Fakultas Filsafat UGM menyelenggarakan the 9th International Conference on Nusantara Philosophy, Senin (15/11). Konferensi yang diselenggarakan secara daring ini diikuti 170 peserta serta pembicara yang berasal dari beberapa negara, seperti Malaysia, Jerman, dan Kanada.
“Konferensi ini diselenggarakan guna menarik partisipasi semua kalangan masyarakat yang tertarik akan isu-isu filsafat nusantara dan kearifan lokal yang memiliki keterhubungan dengan berbagai keilmuan lintas disipliner, utamanya untuk menanggulangi dampak dari pandemi COVID-19,” terang Wakil Dekan Bidang Penelitian, Kerjasama dan Alumni Fakultas Filsafat UGM, Dr. Septiana Dwiputri Maharani.
Tema yang diusung pada konferensi kali ini adalah “Local Wisdom and Post-Pandemic Era : Reformulating and Strategy”. Menurut Dr. Rr. Siti Murtiningsih, Dekan Fakultas Filsafat UGM yang menjadi pembicara kunci dalam konferensi ini, sudah waktunya bagi filsafat untuk melampaui dirinya dan berperan menjadi sahabat bagi semua ilmu untuk menghadapi era pasca-pandemi.
Murti mengungkapkan bahwa dengan kegiatan ini filsafat mampu menggandeng berbagai macam keilmuan dalam melakukan kolaborasi riset multidispliner untuk menghadapi dinamika kehidupan pasca-pandemi.

★ ★ ★ ★ ★ ★ ★

_TUJUAN TUGAS_
Salin kembali bagian berita tentang konferensi filsafat nusantara, dimulai dari "Fakultas Filsafat UGM menyelenggarakan" dan terus sampai "Septiana Dwiputri Maharani.", lalu ganti "Kanada" dengan "Australia".

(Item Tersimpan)
★ ★ ★ ★ ★ ★ ★

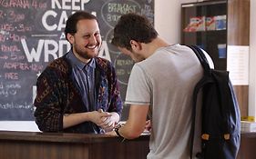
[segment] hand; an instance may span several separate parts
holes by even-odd
[[[101,126],[104,124],[104,122],[108,117],[112,116],[111,114],[108,112],[99,112],[99,111],[93,111],[89,114],[90,121],[95,123],[97,125]]]
[[[112,115],[108,117],[102,117],[102,124],[99,124],[99,126],[101,126],[105,130],[105,132],[112,131],[119,121],[118,114],[117,114],[116,112],[111,112],[109,114],[111,114]]]

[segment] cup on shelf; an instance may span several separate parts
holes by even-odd
[[[219,44],[218,45],[219,58],[227,58],[227,45]]]

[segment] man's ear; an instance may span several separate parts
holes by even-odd
[[[130,40],[129,42],[130,45],[131,45],[131,48],[133,50],[141,50],[141,44],[135,41],[135,40]]]
[[[74,41],[75,41],[75,37],[74,37],[74,35],[72,35],[71,34],[67,34],[67,39],[68,40],[68,42],[70,43],[70,44],[74,44]]]

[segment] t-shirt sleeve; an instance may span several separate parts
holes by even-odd
[[[149,104],[151,92],[149,81],[146,71],[135,64],[129,76],[125,103],[128,104]]]

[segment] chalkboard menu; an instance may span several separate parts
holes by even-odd
[[[34,120],[36,79],[50,61],[70,49],[64,28],[78,10],[97,17],[103,39],[99,56],[114,64],[124,100],[134,63],[110,45],[113,28],[128,13],[153,23],[154,0],[0,0],[0,120]]]

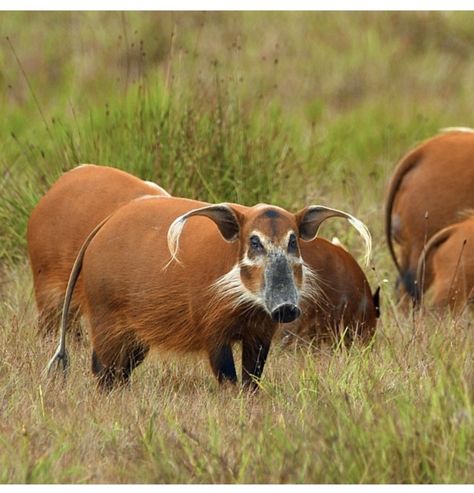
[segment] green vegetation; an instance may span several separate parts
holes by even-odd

★ ★ ★ ★ ★ ★ ★

_JAWABAN LATIHAN_
Fakultas Filsafat UGM menyelenggarakan the 9th International Conference on Nusantara Philosophy, Senin (15/11). Konferensi yang diselenggarakan secara daring ini diikuti 170 peserta serta pembicara yang berasal dari beberapa negara, seperti Malaysia, Jerman, dan Australia.
“Konferensi ini diselenggarakan guna menarik partisipasi semua kalangan masyarakat yang tertarik akan isu-isu filsafat nusantara dan kearifan lokal yang memiliki keterhubungan dengan berbagai keilmuan lintas disipliner, utamanya untuk menanggulangi dampak dari pandemi COVID-19,” terang Wakil Dekan Bidang Penelitian, Kerjasama dan Alumni Fakultas Filsafat UGM, Dr. Septiana Dwiputri Maharani.